## Problem description:
If a line in the data has the string "pink", please show it.

>>>

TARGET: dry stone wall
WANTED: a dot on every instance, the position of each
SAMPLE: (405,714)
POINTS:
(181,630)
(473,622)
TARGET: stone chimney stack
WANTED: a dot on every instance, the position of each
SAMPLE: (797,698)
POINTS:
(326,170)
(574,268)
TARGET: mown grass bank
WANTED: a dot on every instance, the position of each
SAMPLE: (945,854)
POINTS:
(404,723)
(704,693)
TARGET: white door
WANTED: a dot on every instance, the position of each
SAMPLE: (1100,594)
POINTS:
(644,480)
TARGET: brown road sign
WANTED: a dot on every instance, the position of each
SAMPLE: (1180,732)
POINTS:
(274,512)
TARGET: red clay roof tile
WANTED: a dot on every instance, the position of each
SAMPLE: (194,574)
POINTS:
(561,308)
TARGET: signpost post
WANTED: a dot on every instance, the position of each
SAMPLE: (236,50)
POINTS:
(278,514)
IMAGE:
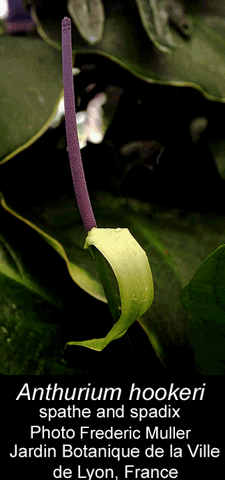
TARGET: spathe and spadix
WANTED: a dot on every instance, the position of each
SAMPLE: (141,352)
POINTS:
(117,247)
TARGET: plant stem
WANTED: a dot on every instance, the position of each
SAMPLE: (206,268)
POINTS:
(76,165)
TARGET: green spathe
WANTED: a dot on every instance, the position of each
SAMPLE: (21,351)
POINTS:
(130,265)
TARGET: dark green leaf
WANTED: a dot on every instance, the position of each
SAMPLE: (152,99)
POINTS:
(196,61)
(155,19)
(30,89)
(204,298)
(88,16)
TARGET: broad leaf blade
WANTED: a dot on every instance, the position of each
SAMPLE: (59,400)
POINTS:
(88,16)
(155,19)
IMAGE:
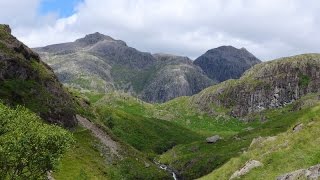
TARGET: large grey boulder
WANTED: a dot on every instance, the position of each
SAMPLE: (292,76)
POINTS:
(213,139)
(312,173)
(246,168)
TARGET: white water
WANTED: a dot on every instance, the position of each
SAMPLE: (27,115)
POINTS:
(164,167)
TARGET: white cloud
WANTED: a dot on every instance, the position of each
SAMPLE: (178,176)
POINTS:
(267,28)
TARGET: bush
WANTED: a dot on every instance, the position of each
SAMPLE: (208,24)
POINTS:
(28,147)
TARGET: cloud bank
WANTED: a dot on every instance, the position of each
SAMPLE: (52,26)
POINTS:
(268,28)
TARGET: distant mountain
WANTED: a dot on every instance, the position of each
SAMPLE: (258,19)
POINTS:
(226,62)
(267,85)
(175,76)
(26,80)
(100,63)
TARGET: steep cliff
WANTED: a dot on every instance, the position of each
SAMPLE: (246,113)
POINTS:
(26,80)
(267,85)
(100,63)
(226,62)
(175,76)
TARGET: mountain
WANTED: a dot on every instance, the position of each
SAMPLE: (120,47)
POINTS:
(26,80)
(226,62)
(267,85)
(175,76)
(100,63)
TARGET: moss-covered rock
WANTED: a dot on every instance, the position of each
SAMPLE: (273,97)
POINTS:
(26,80)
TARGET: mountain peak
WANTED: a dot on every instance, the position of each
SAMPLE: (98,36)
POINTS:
(226,62)
(94,38)
(6,28)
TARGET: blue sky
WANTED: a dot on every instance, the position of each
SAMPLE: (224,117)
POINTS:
(63,8)
(267,28)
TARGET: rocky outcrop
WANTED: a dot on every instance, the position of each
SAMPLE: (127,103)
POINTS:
(101,63)
(311,173)
(175,76)
(26,80)
(267,85)
(246,168)
(226,62)
(213,139)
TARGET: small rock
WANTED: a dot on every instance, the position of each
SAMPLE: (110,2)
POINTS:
(249,129)
(246,168)
(299,174)
(146,164)
(312,173)
(298,127)
(213,139)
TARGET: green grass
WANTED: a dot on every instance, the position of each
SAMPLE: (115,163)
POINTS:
(137,123)
(289,152)
(199,158)
(83,160)
(148,135)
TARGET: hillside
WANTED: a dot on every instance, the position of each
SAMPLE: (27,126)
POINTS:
(285,156)
(272,84)
(27,81)
(226,62)
(175,76)
(100,63)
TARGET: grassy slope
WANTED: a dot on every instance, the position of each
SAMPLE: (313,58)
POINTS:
(83,160)
(146,134)
(87,159)
(196,159)
(289,152)
(133,121)
(136,123)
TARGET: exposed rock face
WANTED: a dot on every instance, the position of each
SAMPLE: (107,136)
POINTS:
(267,85)
(101,63)
(26,80)
(175,76)
(298,128)
(213,139)
(311,173)
(226,62)
(246,168)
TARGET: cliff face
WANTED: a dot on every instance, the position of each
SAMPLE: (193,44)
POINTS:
(26,80)
(266,85)
(100,63)
(176,76)
(226,62)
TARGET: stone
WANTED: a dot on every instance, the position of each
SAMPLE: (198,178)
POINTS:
(298,127)
(246,168)
(213,139)
(312,173)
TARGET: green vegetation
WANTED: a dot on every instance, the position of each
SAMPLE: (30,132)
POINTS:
(28,147)
(304,80)
(290,151)
(145,134)
(83,159)
(138,78)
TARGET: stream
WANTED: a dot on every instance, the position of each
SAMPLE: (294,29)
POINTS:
(166,168)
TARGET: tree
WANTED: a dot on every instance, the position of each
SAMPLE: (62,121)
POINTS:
(28,147)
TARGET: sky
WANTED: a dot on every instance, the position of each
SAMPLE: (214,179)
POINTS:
(269,29)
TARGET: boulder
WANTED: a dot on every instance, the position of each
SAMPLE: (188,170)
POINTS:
(312,173)
(213,139)
(298,127)
(246,168)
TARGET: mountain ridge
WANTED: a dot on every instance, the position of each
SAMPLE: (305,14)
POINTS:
(100,63)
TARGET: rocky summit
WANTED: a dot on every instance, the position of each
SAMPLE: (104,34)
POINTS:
(100,63)
(226,62)
(268,85)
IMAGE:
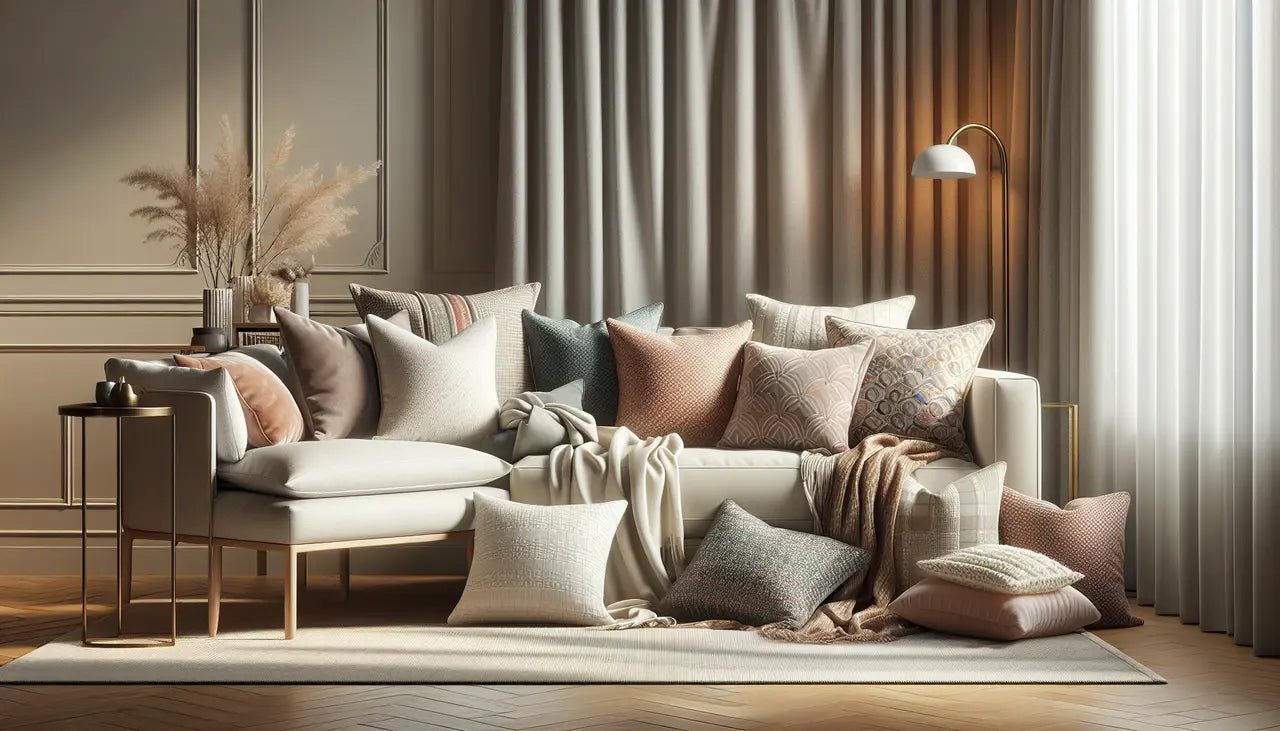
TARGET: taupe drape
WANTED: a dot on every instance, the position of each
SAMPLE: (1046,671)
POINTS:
(695,151)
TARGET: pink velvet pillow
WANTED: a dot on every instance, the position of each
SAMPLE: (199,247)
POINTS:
(958,610)
(270,412)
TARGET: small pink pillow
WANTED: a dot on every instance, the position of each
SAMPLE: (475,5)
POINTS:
(270,412)
(958,610)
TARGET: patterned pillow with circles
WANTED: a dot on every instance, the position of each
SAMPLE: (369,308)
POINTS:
(1001,569)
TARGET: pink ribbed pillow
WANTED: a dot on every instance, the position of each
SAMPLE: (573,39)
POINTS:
(270,412)
(677,384)
(949,607)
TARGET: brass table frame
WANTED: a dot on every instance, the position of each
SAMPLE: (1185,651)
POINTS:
(1073,439)
(85,411)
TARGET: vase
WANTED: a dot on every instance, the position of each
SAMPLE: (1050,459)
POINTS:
(218,307)
(301,302)
(242,288)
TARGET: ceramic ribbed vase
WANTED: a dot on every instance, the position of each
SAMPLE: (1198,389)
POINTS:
(218,307)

<<<

## Response:
TARGET: pink velvet pillow
TARGET: small pink pillow
TARGET: pink ribbed pillow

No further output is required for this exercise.